[EXERCISE PROMPT]
Reproduce every line of the items below word for word.

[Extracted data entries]

Begin

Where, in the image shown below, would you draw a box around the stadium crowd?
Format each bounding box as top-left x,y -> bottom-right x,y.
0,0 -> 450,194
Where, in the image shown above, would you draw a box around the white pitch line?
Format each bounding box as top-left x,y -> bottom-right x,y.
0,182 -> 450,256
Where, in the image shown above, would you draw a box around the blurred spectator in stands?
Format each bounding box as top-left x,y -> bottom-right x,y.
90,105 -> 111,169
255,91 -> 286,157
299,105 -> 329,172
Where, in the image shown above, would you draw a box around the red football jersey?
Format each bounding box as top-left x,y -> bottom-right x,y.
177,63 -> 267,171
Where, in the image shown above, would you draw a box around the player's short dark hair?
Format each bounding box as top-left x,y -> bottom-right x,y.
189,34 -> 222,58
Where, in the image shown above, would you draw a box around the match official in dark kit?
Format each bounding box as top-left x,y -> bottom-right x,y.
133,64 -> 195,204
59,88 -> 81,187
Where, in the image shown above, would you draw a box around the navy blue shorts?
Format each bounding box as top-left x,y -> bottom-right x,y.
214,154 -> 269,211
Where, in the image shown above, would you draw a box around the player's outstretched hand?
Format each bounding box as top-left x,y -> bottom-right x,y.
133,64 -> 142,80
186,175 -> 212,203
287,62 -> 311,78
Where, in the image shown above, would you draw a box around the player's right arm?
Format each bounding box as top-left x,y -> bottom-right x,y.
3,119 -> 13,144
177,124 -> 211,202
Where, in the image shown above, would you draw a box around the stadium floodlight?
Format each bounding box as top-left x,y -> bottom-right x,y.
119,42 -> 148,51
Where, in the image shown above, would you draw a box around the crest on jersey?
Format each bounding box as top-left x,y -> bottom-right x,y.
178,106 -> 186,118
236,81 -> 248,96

End

[SOLUTION]
Where, in the image shown below, would you draw a box around the stadium crowd?
Format each bounding box as top-left x,y -> bottom-right x,y.
0,0 -> 450,194
Where, in the image shown above, would you draw a box around the white pitch line?
Format each bounding box as top-left x,y -> bottom-right x,y.
0,182 -> 450,256
Where, in the image shown above, would you draw a box around the blurred spectator in stands?
Format each bounding box as top-left x,y -> bottom-right x,y.
90,105 -> 111,169
255,91 -> 286,157
299,105 -> 329,172
Where, in the image shown above, would you draw a box around the red football jersey?
Format each bounding box as top-left x,y -> bottom-right x,y.
177,63 -> 267,171
Where, in the image shown above, would you draw a box around the player's short dark hair?
Format each bounding box as top-left x,y -> bottom-right x,y.
189,34 -> 222,58
Where, in the image shown above, would you draw a box around the match official in dark kit?
Format each bounding box as top-left x,y -> bottom-right x,y.
133,64 -> 195,204
59,88 -> 81,187
Where, in the image shown above, would you draw a box around the navy blue shorts?
Format each bounding box as top-left x,y -> bottom-right x,y.
214,154 -> 269,211
Where, in the image shown above, would you draw a box around the player's outstretched hand?
Format each bounding box as top-left x,y -> bottom-right x,y.
133,64 -> 142,80
186,175 -> 212,203
287,62 -> 311,78
Where, in the image shown above, would you draw a box around the player's right arm?
Format each bounding box as top-left x,y -> bottom-right x,y.
3,119 -> 13,144
177,124 -> 211,202
Where, in the image shown above, would you draw a box around the stadium floodlight?
Format each bounding box as top-left x,y -> bottom-right x,y.
119,42 -> 148,51
Where, in the image shown above, would you draw a box around the crest on jersey?
Format each bounding box as top-left x,y -> bottom-right x,y.
178,106 -> 186,118
236,81 -> 248,96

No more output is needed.